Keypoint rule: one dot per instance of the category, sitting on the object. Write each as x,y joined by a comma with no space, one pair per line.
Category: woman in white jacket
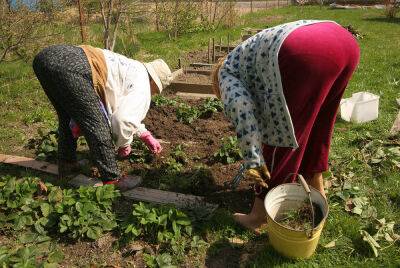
103,95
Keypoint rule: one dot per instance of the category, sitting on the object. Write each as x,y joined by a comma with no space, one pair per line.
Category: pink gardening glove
151,142
75,129
124,152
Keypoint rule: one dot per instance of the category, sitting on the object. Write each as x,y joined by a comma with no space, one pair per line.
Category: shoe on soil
126,183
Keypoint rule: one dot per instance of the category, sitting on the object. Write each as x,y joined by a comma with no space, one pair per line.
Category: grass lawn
365,162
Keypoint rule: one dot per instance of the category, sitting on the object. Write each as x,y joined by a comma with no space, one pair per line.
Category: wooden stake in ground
209,52
81,22
213,52
228,43
138,193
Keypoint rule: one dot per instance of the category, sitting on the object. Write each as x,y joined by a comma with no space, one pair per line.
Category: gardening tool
287,241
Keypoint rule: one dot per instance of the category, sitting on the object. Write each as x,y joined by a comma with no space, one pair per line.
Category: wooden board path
137,194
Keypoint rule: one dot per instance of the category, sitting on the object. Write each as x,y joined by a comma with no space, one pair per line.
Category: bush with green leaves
47,147
229,151
179,155
140,153
186,113
210,106
29,256
157,224
160,100
29,204
21,204
86,212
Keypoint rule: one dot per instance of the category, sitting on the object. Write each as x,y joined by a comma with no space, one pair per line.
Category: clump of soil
194,78
301,219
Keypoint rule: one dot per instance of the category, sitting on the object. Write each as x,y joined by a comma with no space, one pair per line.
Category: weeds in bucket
301,219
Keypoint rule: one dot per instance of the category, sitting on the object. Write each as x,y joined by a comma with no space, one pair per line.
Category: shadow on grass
256,253
385,20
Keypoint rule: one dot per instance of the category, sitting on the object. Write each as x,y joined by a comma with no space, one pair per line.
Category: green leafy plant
29,256
384,233
158,261
22,206
179,155
140,153
29,204
229,151
47,147
210,106
86,212
157,224
186,113
160,100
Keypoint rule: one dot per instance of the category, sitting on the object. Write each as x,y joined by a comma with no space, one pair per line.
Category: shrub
229,151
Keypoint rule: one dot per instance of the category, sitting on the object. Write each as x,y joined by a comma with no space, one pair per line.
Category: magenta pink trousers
316,63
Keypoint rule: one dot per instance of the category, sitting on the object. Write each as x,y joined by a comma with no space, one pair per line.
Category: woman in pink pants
281,90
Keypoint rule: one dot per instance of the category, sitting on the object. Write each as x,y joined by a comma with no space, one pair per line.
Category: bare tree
113,12
22,30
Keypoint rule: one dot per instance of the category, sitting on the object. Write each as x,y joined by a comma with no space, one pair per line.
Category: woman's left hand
123,152
153,144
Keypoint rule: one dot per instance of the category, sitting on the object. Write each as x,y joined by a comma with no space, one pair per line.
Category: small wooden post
208,53
229,46
81,22
213,55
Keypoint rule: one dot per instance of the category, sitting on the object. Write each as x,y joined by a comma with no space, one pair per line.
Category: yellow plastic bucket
289,242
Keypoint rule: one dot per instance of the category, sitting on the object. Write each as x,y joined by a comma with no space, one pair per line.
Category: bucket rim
297,184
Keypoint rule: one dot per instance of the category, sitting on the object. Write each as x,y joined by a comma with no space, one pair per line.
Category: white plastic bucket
289,242
360,107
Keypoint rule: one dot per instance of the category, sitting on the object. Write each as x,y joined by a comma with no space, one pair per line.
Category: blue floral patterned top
251,90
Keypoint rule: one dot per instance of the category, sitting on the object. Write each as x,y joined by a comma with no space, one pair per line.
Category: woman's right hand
123,152
153,144
259,175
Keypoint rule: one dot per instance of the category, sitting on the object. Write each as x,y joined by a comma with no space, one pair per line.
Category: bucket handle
308,191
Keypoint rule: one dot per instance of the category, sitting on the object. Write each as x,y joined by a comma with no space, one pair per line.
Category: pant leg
312,61
70,83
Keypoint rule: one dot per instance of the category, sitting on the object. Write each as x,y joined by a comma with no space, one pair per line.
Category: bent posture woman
103,95
281,89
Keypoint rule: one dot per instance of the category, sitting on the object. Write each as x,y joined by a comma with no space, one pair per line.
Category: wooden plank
164,197
197,71
201,64
396,126
138,193
194,95
192,88
29,163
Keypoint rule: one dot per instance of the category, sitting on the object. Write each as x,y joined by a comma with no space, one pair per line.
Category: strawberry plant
22,205
210,106
157,224
29,256
48,146
186,113
179,155
229,151
140,153
86,212
159,100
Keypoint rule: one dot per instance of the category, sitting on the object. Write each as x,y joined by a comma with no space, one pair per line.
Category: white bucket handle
306,187
308,190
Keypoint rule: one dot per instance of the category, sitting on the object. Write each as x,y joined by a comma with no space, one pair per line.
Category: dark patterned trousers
65,75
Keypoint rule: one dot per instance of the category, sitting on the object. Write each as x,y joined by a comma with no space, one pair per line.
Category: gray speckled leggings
65,75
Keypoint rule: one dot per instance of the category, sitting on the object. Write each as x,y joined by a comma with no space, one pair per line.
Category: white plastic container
360,107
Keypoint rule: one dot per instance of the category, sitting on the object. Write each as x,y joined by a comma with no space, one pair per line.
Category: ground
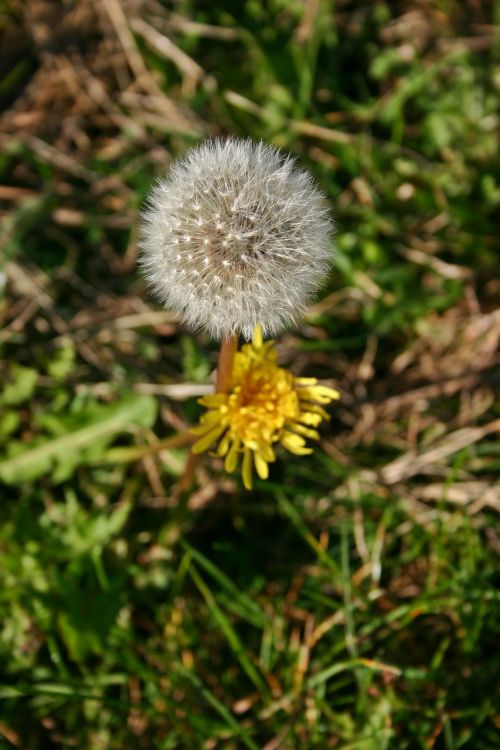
349,601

### Exercise details:
Skip the pictures. Restate everything else in the records word for word.

### Solution to this problem:
Keypoint rule: one dot per instance of the category, sitting on the object. Write each as x,y joined by a comma with no space, one pair per line.
Category: woman in white jacket
103,95
Keypoint rule: one dot per instance of the category, sitting on the object. Write each as x,y joined by a comma with no space, one pair per line.
Category: pink gardening glove
151,142
75,129
124,152
Keypoint rule: one dot per instance of the category, sitting on the object. Write each as x,y joined by a comma with no space, one pair per line.
Category: shoe on soil
126,183
Keypoint rule: one dot per instance of the category, sitting on the object. Write each as x,y joined by a comma with no space, one pair per line.
Category: grass lawn
365,162
Keypoint rule: one dot per instance of the category, sitting on the object. Write each as x,y joined by a comma with no space, one pair per line.
Category: wooden stake in ground
209,52
81,22
213,52
228,43
138,193
Keypoint rule: one dot per instance of the category, sitting on the object. Write each as x,y joined by a comma with no space, one pair per line.
Category: gardening tool
287,241
Keypoint rule: one dot per instance of the category, sitting on the object. Write each as x,y joined by a comma with no space, one pair per line.
Category: wooden board path
137,194
Keypoint rule: one dot per instance of the category, sitting on the object. Write each as x,y joined by a comma with no space, one pair per line.
Category: bush with green leaves
47,147
229,151
179,155
140,153
186,113
210,106
29,256
157,224
160,100
29,204
21,204
86,212
Keypoint rule: one dot per instance of the category, sitting on the object. Write each as x,y joined by a comma with no space, one pair per line.
Category: clump of soil
194,78
301,219
Keypoint rule: one dot per instance of the category, sitting on the object. Write each as x,y joined by a comma with no space, one pair per line.
Category: weeds in bucket
301,219
Keypoint rule: one dot per instance of the category, sitting on the object. Write each as x,y joined by a comma with no space, one pair per line.
Category: shadow on grass
256,253
385,20
Keypoint rule: one dot per instance of the category, sitting on the object. Write each as x,y joined by a comma with no space, one pair per line.
Category: green leafy plant
29,256
384,233
158,261
22,206
179,155
140,153
29,204
229,151
47,147
210,106
86,212
157,224
186,113
160,100
Keypoint rule: one dot per instance of the category, sitting on the object. Write each as x,y joined by a comma with no space, one pair per line.
Category: shrub
229,151
Keypoint rule: one dot per instance of the category, sitting on the object. Write each as x,y joined by a comma with no space, one pair per line.
Category: magenta pink trousers
316,63
Keypoint rule: one dot per instance of the category, sitting on the object. Write each as x,y joined by a comma with no space, one pair per line.
Category: woman in pink pants
281,90
Keypoint rule: one dot per instance of the category, sitting on the object. Write each as x,y joined by a comma with no space, one pair per line.
Category: bare tree
113,12
22,30
Keypoint rule: one dot per instance of the category, sitting on the object. Write each as x,y joined by a comma with no space, one pair per line.
Category: woman's left hand
123,152
153,144
Keypoint rule: one dot per instance of the category, sitting on the object. Write each as x,y joined by a comma with no space, one pair per line.
Category: small wooden post
208,53
229,46
81,22
213,55
Keypoint rule: one dot per instance of the category, sitting on the object. Write each as x,y joined by a comma with no space, one pair per line.
Category: yellow plastic bucket
289,242
Keypoint rule: one dot per instance of the category, sitting on the object. Write each as x,y joined by a comma with no space, one pair per line.
Category: bucket rim
297,184
Keypoint rule: one dot per instance of the category, sitting on the object. Write each as x,y joined by a comma with no space, one pair per line.
Category: white plastic bucket
289,242
360,107
Keypoint rule: one dot per instance of the category, sitting on the object. Write each as x,y joined by a comma with no space, one pair per line.
Category: blue floral patterned top
251,90
Keypoint rule: one dot per instance of the category, sitting on the object. Write each as x,y joined by a comma with no space, one pair per line.
Category: woman's right hand
123,152
153,144
259,175
Keypoint rule: one dot per instance of the category, sitting on the object. Write each as x,y joined by a comma with no space, one pair per line.
Category: bucket handle
308,191
Keypoint rule: one dot per instance of the category, sitting on the object. Write each as x,y joined by a comma with no space, one pair per line.
Category: pant leg
312,61
70,83
Keypoint rule: one dot per instance of the category, sitting on the object. Write each as x,y joined by a comma with no space, one pair per line.
Category: bent posture woman
103,95
281,89
Keypoint rule: one dot per instance of the category, sitting on the object. Write each as x,y joined by a comma with no space, one pair per line.
Category: wooden plank
164,197
197,71
201,64
396,126
138,193
194,95
192,88
29,163
Keypoint rule: one dot per instance of the category, sitting on the object. Write each as x,y joined by a comma with no space, one pair per line.
Category: strawberry plant
22,205
210,106
157,224
29,256
48,146
186,113
179,155
229,151
140,153
86,212
159,100
Keypoint rule: one dot per instance of the category, sitting on the object. Write each as x,y joined by a comma with no space, one pair per line.
Category: white bucket handle
306,187
308,190
Keypoint rule: one dot per instance of the category, sitting on the object. Write each as x,y joined by a comma with no space, one pair per line.
Category: dark patterned trousers
65,75
Keypoint rule: one dot per instance of the category, sitting on the object. Write each as x,y joined by a comma with no space, one pair per line.
Category: gray speckled leggings
65,75
Keypoint rule: one dot per instance of the category, sitting on the object. Write each as x,y joined by a comma with no space, one pair per line.
Category: white plastic container
360,107
Keypoint rule: one dot per instance of the category, sitting on the object. Write each as x,y joined by a comma with no space, one pair per line.
Category: ground
349,601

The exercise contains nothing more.